Consigne a: Sélectionnez chaque ligne des enregistrements où figure le mot « silver ».

Texte cité:
#####

Suivra une série d’aventures où, après des rencontres parfois douteuses, ce sera pour gloire et fortune pour Nomi dont le père a tué sa mère puis s’est suicidé. Mais ensuite, elle sera arrêtée pour possession et usage de drogue, racolage et agression à main armée. Vu la situation, Nomi quittera Las Vegas et fera de l’auto-stop pour aller à Los Angeles. Par hasard, elle retombe sur Jeff, celui qui lui avait tout volé à son arrivée. Pour qu’il lui redonne sa valise, elle le menacera d’un couteau.

 Créé à Chaillot l’an passé, ce Show-Girl commence bien avec, dans une presque obscurité, un visage féminin éclairé d’un pinceau de lumière. On devine un corps ou plutôt la silhouette d’une danseuse… en fait juste imprimée sur une robe ample. Une voix éructe une litanie de propos obscènes à l’écriture simple, parfois rythmée en décasyllabes, voire en alexandrins et aux rimes d’une pauvreté absolue (le tout au second degré bien entendu sur fond d’humour et vulgarité… Le mauvais goût ici élevé au rang d’une esthétique revendiquée comme telle.

#####

Consigne b: Selon le texte cité, où le spectacle Show-Girl a-t-il été créé ?

#####

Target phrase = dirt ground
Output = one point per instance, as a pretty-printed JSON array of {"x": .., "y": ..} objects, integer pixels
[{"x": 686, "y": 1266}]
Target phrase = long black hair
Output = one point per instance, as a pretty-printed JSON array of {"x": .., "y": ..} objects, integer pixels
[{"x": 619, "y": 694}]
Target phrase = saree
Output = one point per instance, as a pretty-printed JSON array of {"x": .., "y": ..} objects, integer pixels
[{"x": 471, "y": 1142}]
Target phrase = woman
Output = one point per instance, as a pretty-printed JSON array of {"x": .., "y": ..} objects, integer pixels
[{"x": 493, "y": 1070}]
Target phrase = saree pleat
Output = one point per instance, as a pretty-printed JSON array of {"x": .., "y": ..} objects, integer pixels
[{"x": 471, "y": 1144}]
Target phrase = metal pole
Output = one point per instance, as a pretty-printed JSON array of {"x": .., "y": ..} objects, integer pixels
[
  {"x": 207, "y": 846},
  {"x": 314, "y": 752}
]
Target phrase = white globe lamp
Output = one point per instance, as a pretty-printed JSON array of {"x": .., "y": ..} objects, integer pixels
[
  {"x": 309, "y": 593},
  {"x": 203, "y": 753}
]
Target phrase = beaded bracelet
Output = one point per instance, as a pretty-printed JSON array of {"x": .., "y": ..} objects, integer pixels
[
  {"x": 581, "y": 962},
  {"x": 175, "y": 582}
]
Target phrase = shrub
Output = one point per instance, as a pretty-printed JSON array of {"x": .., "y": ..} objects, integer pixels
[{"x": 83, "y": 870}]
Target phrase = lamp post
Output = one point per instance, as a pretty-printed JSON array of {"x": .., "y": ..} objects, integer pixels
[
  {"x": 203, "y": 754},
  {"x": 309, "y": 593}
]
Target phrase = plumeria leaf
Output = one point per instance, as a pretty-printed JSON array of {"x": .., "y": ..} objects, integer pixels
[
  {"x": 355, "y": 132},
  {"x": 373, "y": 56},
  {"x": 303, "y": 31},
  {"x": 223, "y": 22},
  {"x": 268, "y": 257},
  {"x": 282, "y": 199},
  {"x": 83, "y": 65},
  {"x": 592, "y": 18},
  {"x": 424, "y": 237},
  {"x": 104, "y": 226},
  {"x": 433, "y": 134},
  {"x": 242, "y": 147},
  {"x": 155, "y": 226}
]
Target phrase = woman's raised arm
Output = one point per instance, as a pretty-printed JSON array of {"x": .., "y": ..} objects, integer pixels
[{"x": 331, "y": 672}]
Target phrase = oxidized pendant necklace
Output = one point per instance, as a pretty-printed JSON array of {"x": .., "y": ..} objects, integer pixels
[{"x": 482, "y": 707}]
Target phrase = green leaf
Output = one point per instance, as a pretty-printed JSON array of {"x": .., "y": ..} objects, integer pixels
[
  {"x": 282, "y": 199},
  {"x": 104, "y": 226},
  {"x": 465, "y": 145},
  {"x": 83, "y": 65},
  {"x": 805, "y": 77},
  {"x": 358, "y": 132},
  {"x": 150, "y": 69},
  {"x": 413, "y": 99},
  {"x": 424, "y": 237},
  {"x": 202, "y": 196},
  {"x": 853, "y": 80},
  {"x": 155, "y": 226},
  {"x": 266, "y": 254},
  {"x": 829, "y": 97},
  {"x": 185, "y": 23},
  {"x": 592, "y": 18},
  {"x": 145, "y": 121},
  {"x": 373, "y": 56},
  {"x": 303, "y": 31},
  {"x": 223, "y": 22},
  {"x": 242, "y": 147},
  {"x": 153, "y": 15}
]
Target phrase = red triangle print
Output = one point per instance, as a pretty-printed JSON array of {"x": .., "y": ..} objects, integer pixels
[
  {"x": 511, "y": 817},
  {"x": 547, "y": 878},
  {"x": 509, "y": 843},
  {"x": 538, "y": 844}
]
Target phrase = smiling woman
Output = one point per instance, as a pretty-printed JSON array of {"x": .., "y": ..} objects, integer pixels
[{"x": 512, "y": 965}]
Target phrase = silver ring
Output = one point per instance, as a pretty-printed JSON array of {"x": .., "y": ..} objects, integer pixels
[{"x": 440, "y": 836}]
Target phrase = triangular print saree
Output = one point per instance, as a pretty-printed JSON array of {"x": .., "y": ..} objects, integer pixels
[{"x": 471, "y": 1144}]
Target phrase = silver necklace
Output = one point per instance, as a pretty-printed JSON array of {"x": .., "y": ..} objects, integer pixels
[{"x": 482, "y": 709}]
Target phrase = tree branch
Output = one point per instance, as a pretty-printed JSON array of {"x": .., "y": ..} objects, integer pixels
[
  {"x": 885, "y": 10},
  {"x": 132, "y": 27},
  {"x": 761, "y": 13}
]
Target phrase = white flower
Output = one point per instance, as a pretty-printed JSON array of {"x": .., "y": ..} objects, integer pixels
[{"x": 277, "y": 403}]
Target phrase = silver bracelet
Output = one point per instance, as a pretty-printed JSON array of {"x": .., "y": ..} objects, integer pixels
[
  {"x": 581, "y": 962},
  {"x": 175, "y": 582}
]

#####

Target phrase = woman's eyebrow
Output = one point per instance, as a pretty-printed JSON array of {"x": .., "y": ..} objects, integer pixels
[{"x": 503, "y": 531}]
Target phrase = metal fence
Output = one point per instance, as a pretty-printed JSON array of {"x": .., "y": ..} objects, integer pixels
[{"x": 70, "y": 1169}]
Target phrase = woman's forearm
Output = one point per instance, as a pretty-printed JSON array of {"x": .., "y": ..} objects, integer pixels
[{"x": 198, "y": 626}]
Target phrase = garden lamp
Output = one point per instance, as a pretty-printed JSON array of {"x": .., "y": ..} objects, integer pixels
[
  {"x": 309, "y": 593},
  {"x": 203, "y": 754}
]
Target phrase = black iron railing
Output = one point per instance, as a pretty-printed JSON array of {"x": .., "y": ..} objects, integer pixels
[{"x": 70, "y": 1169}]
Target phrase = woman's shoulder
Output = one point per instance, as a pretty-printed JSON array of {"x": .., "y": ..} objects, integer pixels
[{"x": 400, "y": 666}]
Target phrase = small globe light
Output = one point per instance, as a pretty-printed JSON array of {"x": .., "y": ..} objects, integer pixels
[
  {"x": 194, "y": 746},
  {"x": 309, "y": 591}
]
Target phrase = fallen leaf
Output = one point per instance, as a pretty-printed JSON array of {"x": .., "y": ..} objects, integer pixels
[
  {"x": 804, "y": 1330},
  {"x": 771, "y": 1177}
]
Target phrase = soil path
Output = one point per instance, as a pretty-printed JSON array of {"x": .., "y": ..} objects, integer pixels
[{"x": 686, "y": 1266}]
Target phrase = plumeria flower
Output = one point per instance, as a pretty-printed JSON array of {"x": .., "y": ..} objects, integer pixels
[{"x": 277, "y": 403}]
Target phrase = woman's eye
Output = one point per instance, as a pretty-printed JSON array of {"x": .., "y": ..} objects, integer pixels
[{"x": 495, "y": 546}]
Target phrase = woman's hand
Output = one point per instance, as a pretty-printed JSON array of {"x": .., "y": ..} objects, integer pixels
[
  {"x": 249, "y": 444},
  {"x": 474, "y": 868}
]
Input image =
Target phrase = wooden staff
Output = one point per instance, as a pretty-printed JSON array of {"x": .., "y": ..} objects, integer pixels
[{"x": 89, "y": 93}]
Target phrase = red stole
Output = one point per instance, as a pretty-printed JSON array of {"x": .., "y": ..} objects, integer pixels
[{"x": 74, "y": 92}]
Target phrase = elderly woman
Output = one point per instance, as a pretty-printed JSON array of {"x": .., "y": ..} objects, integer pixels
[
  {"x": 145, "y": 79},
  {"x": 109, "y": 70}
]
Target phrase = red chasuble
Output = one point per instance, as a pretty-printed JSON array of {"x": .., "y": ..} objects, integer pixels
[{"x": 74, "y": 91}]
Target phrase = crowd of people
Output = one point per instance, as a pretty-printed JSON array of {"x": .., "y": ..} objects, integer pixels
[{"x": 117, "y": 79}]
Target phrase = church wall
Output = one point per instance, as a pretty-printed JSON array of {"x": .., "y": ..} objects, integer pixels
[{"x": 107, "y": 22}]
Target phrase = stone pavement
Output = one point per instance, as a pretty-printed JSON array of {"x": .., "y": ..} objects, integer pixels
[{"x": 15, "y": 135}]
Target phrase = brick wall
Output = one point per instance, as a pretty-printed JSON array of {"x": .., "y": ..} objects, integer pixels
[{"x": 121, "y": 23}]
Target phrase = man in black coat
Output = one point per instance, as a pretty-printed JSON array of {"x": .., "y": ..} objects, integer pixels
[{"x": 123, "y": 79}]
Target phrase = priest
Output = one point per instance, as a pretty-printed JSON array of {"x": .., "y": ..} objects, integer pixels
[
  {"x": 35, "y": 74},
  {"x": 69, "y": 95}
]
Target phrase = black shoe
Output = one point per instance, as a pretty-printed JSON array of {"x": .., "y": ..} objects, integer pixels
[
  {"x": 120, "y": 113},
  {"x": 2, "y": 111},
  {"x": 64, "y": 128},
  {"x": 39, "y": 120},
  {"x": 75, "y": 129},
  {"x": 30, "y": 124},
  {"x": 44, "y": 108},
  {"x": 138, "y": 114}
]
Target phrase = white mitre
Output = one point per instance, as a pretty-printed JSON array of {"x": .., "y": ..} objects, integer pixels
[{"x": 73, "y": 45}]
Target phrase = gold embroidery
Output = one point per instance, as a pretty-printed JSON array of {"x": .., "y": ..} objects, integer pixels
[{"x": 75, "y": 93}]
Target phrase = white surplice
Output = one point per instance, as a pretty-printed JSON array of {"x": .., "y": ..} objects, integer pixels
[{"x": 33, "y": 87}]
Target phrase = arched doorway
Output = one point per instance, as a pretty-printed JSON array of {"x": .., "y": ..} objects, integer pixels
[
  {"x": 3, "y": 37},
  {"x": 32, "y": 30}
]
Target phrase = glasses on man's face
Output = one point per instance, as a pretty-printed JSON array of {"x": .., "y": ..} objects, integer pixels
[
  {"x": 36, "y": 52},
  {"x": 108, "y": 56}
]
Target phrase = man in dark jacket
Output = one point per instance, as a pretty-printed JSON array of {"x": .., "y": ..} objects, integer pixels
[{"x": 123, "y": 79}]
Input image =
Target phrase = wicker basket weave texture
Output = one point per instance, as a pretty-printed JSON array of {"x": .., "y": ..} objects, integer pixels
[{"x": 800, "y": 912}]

#####

Réponse finale a:
Target phrase = silver ring
Target phrase = silver necklace
Target phrase = silver bracelet

Réponse finale b: À Chaillot, l'an passé.